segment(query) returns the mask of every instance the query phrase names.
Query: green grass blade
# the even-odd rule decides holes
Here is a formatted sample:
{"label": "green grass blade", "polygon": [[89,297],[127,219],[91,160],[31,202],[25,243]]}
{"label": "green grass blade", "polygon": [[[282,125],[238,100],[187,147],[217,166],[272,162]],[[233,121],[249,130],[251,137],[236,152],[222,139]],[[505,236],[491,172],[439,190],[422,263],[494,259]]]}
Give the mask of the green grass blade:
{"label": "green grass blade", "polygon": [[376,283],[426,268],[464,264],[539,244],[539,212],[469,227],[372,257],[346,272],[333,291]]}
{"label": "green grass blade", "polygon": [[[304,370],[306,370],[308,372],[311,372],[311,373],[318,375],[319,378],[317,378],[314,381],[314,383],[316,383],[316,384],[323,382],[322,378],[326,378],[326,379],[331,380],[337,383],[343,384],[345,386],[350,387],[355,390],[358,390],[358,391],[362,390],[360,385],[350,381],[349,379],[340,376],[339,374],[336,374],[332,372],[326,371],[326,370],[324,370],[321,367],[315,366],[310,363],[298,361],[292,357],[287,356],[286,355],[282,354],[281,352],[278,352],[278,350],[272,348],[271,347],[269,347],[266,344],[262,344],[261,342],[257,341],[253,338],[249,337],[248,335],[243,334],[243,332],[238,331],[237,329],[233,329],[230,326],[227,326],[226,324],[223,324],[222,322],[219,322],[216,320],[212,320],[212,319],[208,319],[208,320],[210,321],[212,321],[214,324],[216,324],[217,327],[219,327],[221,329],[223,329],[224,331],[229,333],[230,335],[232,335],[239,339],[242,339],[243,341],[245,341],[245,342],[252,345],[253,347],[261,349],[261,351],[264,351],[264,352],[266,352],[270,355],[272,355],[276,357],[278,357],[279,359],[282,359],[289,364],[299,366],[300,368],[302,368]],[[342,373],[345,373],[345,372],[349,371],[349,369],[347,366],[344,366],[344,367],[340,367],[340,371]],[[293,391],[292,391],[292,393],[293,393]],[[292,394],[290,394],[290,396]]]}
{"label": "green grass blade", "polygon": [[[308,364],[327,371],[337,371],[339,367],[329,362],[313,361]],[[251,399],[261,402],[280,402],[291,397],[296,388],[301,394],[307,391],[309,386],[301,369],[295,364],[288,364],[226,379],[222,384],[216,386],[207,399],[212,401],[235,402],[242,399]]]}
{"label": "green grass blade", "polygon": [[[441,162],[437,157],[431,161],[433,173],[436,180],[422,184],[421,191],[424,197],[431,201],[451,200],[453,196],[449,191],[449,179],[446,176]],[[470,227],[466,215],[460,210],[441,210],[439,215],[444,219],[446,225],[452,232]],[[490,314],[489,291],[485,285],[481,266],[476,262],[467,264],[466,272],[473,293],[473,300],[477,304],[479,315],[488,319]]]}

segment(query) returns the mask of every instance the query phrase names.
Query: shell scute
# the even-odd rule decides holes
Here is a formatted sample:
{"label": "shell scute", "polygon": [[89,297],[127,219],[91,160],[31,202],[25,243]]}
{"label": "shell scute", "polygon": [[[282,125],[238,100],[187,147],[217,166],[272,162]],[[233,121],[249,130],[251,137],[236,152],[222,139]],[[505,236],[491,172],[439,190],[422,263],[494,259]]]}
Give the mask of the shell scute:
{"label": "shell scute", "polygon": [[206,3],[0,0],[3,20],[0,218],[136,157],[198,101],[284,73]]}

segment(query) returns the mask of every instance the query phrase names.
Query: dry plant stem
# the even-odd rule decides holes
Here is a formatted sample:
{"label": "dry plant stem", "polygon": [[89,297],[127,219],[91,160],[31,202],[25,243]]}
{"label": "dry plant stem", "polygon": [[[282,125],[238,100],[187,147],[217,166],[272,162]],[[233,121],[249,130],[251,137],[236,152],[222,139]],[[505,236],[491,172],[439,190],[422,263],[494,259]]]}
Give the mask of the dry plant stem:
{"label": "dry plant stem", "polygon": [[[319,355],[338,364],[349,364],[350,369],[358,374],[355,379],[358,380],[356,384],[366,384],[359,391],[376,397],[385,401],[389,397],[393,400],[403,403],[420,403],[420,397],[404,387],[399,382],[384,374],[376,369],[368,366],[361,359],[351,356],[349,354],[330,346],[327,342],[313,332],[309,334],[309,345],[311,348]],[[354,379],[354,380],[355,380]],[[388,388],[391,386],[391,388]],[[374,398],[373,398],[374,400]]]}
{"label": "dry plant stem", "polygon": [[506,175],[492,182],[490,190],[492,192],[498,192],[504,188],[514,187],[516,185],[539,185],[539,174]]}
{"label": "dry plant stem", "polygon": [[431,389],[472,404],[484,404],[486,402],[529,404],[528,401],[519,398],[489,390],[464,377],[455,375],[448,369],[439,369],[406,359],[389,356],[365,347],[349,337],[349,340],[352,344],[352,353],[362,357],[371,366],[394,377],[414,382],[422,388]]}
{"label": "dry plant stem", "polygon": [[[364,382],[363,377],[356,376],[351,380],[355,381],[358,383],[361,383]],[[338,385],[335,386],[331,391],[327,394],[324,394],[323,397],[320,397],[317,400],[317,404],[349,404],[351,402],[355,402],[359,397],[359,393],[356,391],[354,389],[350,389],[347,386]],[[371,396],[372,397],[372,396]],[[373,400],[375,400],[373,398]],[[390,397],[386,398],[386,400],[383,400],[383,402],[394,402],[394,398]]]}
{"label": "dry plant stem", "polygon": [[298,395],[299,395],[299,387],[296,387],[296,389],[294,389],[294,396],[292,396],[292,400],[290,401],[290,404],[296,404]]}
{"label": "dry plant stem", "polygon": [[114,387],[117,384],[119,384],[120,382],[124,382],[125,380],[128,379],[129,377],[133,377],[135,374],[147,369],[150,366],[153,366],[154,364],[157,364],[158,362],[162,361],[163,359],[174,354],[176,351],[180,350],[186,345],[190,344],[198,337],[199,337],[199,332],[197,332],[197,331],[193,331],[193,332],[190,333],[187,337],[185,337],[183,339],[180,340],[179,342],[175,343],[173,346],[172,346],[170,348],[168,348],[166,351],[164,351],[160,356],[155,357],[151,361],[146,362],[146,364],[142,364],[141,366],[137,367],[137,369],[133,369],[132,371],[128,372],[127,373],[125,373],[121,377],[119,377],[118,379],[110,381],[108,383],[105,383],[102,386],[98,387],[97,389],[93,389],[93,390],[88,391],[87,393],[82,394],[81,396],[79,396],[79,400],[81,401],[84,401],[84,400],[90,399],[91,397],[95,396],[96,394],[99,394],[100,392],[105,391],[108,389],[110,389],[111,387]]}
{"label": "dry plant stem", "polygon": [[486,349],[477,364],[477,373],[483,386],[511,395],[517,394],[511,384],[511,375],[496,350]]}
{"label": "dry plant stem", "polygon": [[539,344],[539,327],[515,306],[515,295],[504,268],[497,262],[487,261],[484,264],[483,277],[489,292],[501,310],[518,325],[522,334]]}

++++++++++

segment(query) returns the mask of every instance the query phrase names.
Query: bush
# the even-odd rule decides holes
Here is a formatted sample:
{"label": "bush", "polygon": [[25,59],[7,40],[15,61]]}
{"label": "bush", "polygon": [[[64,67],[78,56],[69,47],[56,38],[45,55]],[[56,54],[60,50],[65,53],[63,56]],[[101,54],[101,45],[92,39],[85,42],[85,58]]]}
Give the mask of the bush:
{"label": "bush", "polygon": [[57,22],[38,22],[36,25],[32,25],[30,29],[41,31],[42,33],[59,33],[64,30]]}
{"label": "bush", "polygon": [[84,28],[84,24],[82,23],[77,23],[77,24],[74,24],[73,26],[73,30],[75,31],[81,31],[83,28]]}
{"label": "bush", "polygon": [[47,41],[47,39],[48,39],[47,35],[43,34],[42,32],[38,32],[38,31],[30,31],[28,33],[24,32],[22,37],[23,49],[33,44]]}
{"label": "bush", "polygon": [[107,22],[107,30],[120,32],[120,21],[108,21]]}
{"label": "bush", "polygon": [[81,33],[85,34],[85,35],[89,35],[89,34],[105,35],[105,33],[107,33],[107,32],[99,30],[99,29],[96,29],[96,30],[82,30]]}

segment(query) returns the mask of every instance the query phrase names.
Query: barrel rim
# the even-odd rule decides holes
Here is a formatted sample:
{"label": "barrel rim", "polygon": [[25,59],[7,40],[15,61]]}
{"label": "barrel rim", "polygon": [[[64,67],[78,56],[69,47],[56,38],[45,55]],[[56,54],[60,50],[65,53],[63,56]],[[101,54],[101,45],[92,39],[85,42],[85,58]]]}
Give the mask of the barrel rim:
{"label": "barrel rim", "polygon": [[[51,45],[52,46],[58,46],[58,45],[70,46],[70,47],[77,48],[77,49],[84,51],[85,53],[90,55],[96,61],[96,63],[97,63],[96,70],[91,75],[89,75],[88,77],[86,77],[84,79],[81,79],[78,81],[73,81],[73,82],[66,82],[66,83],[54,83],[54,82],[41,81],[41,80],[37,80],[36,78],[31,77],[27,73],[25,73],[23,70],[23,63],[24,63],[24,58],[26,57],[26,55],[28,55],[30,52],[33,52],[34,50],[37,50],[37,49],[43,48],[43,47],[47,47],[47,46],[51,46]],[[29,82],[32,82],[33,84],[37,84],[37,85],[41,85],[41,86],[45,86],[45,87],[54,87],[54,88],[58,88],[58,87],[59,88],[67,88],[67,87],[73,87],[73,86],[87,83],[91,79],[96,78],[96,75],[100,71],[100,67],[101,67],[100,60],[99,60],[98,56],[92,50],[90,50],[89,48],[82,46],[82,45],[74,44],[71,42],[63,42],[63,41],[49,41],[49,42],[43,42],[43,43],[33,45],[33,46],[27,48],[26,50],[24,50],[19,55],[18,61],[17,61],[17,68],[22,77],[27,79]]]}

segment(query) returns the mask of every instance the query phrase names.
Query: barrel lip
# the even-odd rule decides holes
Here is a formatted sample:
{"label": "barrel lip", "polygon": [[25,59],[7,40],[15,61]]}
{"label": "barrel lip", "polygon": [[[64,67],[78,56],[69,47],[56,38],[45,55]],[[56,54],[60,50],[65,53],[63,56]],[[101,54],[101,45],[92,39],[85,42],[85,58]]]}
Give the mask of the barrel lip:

++++++++++

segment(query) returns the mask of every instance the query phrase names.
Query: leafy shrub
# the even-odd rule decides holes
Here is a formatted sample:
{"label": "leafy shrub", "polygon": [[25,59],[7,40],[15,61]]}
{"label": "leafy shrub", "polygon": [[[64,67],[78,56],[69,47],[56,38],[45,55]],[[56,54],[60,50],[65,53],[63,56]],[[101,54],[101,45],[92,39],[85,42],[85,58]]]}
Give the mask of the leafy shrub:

++++++++++

## TASK
Count the lines in the listing above that contain the string "leafy", treating uppercase and lowercase letters as distinct. Give only the number.

## EXERCISE SOLUTION
4